» TASK REQUIREMENTS:
a - List every ingredient under "Dressing:" in the chicken and blue cheese slaw recipe, with its amount.
b - Write the rest of the chicken and blue cheese slaw recipe, starting right after its last sentence.

Chicken and Blue Cheese Slaw

  • Chicken and Blue Cheese Slaw
    From Cooking Light

    Chopped apple or green grapes would also work well in this fast summer dinner. Ready-to-use slaw and preshredded carrots make short work of this refreshing salad.

    Salad:
    2 cups chopped skinless, boneless rotisserie chicken breast meat
    2 cups seedless red grapes, halved
    1 cup shredded carrot
    1/2 cup thinly sliced red onion
    1 (10-ounce) package angel hair slaw

    Dressing:
    1/4 cup rice vinegar
    1/4 cup fat-free, less-sodium chicken broth
    1/4 cup thawed orange juice concentrate (I think I would make this 1 Tbsp OJ concentrate, the rest Chicken broth)
    2 teaspoons vegetable oil (use Canola or another healthy oil)
    1/4 teaspoon salt
    1/8 teaspoon freshly ground black pepper

    Remaining ingredients:
    3 tablespoons crumbled blue cheese
    2 tablespoons coarsely chopped walnuts

    To prepare salad, place the first 5 ingredients in a large bowl, and toss gently to combine.

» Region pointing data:
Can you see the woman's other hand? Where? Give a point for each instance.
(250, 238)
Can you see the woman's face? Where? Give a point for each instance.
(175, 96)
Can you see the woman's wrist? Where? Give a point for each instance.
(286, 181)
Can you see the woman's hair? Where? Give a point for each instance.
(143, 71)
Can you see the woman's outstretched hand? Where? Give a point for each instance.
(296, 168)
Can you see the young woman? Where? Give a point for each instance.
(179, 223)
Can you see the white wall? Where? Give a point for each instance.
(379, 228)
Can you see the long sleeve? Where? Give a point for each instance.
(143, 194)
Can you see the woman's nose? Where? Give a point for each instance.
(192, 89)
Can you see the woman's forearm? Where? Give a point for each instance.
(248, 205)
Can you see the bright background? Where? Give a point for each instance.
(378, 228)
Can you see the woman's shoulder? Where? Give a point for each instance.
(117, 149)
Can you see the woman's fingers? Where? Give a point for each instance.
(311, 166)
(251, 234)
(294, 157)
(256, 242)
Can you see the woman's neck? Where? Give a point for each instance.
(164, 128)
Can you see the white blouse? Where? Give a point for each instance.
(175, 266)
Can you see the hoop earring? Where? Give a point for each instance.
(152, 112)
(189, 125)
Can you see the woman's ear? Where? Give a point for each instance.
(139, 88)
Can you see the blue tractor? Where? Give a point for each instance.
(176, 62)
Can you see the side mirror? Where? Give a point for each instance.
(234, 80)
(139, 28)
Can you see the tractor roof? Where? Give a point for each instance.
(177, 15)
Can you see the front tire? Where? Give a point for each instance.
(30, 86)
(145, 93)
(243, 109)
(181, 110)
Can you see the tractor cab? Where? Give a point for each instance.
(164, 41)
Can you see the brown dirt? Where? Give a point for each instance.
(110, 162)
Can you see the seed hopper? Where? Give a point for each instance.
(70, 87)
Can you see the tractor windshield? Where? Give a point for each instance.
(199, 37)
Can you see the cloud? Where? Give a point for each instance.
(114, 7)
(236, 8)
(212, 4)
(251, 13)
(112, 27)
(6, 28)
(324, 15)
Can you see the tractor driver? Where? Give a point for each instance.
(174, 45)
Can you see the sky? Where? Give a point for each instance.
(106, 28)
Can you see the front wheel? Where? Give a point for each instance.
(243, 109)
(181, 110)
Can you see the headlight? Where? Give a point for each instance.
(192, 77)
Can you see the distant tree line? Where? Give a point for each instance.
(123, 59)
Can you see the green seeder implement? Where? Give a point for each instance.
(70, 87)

» TASK-BY-TASK RESULTS:
a -
1/4 cup rice vinegar
1/4 cup fat-free, less-sodium chicken broth
1/4 cup thawed orange juice concentrate
2 teaspoons vegetable oil
1/4 teaspoon salt
1/8 teaspoon freshly ground black pepper

b -
    To prepare dressing, combine vinegar, broth, juice concentrate, oil, salt, and pepper, stirring with a whisk. Drizzle over salad, tossing to coat. Sprinkle with cheese and walnuts, and toss gently to combine.

    Yield: 4 servings (serving size: 2 cups)

    NUTRITION PER SERVING
    CALORIES 312(28% from fat); FAT 9.6g (sat 2.6g,mono 2.4g,poly 3.6g); PROTEIN 26.7g; CHOLESTEROL 64mg; CALCIUM 106mg; SODIUM 340mg; FIBER 4g; IRON 1.8mg; CARBOHYDRATE 32g
  • I made this last night. I used chicken breasts that I marinaded in Goya's Mojo Criollo marinade and grilled.

    For the coleslaw, I had a leftover package of coleslaw with carrots already in it, so I used that and added 1/2 a package of broccoli slaw mix with carrots and cabbage.

    I used 3 Tbsp of fresh-squeezed OJ instead of the concentrate.